** START EXTRACTED ENTRIES **
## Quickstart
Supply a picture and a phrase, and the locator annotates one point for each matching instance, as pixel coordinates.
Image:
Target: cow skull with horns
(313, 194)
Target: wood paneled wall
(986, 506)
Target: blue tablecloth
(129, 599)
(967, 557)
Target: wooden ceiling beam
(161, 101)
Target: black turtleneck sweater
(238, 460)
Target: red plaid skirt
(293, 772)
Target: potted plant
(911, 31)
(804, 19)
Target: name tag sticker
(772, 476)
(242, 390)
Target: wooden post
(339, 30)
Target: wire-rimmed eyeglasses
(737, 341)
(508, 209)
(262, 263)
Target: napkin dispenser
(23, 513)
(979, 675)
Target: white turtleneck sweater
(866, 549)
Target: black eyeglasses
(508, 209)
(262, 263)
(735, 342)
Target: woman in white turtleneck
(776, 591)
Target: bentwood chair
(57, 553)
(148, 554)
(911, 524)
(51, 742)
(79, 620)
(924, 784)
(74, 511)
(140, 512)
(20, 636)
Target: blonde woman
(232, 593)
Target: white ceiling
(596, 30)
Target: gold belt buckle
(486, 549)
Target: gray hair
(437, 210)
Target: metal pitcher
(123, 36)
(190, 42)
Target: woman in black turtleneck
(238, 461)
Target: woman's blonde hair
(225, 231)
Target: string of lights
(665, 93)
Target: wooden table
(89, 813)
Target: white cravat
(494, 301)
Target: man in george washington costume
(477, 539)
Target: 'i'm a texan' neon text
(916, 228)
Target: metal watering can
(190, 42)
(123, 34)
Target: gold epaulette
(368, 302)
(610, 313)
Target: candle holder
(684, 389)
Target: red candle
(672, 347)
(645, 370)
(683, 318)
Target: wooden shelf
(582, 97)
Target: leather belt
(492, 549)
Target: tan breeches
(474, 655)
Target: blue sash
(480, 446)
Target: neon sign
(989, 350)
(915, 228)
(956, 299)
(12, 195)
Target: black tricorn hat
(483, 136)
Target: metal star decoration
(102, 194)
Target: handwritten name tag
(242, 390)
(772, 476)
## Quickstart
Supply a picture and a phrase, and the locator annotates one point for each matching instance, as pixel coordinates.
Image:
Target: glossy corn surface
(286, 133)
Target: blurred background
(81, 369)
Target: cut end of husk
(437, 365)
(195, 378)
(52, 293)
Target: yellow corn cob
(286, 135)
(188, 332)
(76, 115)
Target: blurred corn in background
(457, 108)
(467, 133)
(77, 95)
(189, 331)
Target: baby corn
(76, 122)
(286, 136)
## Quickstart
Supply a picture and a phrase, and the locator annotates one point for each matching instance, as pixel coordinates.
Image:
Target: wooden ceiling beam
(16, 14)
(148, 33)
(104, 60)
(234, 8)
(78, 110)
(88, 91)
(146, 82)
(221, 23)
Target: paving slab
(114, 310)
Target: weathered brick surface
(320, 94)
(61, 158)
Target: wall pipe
** END EXTRACTED ENTRIES **
GOAL => Reproduce everything in the records from the line containing "Target: blurred corn in background" down to the end of the records, including both of those ends.

THE RESPONSE =>
Target: blurred corn in background
(457, 108)
(467, 133)
(77, 95)
(189, 331)
Target: baby corn
(76, 122)
(286, 136)
## Quickstart
Supply a picture and a phrase, and the locator annotates one point for each matching instance, as pixel coordinates.
Image:
Target: wooden ceiling beam
(16, 14)
(148, 33)
(104, 60)
(234, 8)
(78, 110)
(88, 91)
(146, 82)
(221, 23)
Target: paving slab
(114, 310)
Target: weathered brick surface
(320, 94)
(61, 158)
Target: wall pipe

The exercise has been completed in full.